◆ YOUR GOAL
Find the string "region" in the records and copy each line where it occurs.

◆ PROVIDED RECORDS
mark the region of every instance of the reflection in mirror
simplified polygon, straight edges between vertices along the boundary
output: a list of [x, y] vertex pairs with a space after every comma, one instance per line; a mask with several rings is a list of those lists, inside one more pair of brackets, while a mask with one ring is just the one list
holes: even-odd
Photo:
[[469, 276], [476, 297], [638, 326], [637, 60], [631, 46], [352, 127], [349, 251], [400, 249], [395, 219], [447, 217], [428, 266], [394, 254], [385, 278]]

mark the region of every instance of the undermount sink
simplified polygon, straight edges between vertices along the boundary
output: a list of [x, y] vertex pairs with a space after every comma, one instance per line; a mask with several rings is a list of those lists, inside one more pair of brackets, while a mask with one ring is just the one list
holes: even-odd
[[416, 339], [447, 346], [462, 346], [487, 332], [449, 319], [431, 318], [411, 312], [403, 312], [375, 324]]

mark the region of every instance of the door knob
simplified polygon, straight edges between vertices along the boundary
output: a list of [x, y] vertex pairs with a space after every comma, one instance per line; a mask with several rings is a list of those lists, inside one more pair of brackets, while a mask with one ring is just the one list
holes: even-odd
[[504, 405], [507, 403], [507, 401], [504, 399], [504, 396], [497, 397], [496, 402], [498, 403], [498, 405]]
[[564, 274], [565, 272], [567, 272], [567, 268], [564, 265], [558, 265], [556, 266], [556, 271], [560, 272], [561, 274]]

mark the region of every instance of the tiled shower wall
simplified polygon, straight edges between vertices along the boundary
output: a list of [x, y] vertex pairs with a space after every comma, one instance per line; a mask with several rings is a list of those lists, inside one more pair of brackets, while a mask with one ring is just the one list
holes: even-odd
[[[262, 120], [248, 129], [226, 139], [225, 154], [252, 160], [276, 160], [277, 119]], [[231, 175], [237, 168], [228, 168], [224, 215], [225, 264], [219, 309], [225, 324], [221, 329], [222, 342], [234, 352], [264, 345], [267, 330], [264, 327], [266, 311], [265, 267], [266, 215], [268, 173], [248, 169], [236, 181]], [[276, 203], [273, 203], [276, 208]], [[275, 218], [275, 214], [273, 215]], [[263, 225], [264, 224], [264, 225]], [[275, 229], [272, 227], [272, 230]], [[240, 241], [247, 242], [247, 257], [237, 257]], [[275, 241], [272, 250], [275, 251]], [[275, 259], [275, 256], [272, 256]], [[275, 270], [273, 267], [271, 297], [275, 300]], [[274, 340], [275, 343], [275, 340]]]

--

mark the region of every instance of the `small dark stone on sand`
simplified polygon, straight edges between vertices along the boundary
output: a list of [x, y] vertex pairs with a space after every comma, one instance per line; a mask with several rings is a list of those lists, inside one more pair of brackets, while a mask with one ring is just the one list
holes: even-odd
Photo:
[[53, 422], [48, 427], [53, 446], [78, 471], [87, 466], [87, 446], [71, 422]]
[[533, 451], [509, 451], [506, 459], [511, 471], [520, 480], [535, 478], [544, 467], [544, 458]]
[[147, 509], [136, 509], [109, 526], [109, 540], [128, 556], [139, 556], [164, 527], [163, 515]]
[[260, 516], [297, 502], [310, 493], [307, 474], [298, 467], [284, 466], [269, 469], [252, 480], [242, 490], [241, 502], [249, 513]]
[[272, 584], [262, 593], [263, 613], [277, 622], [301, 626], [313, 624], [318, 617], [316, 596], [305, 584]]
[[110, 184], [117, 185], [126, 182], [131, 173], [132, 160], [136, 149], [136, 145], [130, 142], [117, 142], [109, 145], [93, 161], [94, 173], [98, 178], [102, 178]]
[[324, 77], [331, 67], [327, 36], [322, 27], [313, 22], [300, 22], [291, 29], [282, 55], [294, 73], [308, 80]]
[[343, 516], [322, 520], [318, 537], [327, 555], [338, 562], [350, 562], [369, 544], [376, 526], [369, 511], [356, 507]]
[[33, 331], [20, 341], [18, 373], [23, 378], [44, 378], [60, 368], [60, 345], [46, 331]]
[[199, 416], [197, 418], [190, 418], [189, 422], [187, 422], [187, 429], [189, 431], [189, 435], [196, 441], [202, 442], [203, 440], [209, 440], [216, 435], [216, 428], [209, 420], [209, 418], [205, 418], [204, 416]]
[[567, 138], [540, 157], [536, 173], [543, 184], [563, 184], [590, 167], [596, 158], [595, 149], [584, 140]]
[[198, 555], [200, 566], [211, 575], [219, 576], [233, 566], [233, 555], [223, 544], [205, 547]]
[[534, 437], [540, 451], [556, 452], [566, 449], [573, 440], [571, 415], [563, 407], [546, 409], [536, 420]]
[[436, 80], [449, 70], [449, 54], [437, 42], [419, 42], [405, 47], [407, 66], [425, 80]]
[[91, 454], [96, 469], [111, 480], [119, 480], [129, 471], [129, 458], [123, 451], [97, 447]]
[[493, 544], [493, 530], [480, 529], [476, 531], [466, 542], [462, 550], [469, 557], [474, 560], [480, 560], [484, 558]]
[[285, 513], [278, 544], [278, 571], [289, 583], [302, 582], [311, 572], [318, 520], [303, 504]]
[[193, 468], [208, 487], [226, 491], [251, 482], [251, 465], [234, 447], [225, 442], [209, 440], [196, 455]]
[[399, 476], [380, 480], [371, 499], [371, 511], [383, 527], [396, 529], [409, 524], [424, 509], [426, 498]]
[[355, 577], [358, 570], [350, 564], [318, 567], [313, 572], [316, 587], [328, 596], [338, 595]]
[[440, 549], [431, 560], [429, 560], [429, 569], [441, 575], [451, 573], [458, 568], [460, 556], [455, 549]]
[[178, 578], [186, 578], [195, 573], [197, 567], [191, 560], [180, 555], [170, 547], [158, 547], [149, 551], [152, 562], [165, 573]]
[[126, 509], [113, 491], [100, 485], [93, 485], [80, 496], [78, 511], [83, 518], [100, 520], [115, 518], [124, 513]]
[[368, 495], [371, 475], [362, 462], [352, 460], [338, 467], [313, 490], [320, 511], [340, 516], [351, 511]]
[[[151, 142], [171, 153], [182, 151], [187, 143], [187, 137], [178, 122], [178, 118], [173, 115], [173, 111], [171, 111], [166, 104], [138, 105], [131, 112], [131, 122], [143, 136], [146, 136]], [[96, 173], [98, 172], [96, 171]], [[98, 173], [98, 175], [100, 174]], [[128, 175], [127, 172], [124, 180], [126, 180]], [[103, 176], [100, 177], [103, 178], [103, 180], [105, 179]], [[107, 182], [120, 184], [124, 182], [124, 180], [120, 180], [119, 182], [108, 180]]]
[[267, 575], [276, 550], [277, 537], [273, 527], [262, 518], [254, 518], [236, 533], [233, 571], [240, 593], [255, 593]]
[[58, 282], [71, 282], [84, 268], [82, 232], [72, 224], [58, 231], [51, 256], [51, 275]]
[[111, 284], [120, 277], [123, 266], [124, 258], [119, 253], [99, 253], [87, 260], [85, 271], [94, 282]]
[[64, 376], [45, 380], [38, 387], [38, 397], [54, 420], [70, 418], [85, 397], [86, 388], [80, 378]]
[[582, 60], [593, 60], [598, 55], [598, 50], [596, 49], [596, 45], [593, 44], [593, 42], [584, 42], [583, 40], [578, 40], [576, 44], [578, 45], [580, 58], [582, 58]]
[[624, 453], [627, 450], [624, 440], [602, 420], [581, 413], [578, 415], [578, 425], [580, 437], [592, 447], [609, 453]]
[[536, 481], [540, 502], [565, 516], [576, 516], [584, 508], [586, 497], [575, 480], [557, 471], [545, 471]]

◆ ANSWER AREA
mark the region of every instance of the reflection in mirror
mark the region of every instance of the undermount sink
mark the region of every instance of the door knob
mark the region of every instance of the tiled shower wall
mark the region of every instance of the `small dark stone on sand`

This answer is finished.